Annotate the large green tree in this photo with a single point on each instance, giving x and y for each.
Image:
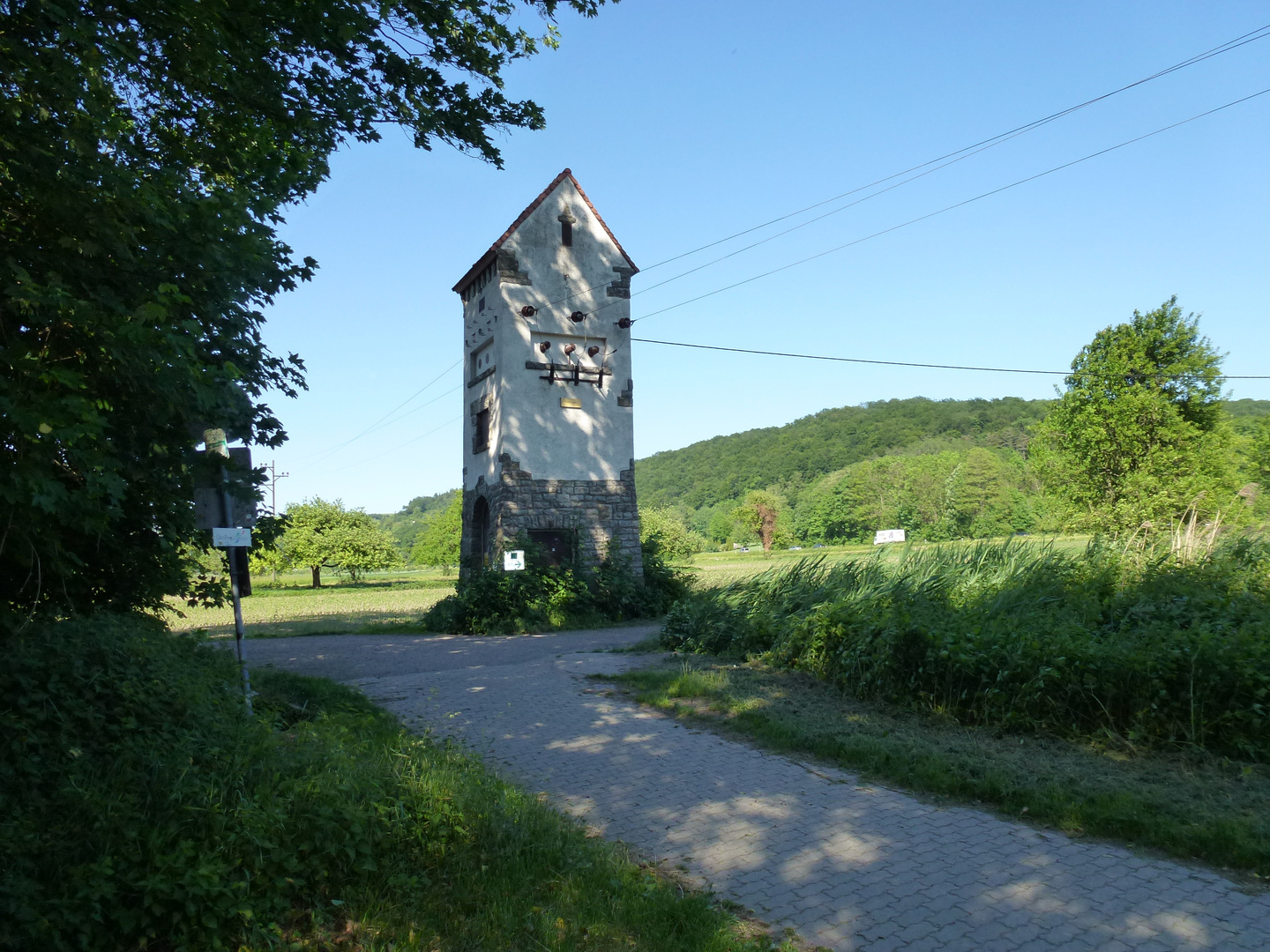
(147, 152)
(323, 534)
(439, 541)
(1139, 435)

──────────

_TRY IT_
Reproduce the entries above word for word. Pictures stay out.

_RESULT OF THIS TASK_
Annotate the large green tree in this photo with a single point on each instance, giving x and y for each.
Image:
(147, 152)
(323, 534)
(439, 541)
(1139, 435)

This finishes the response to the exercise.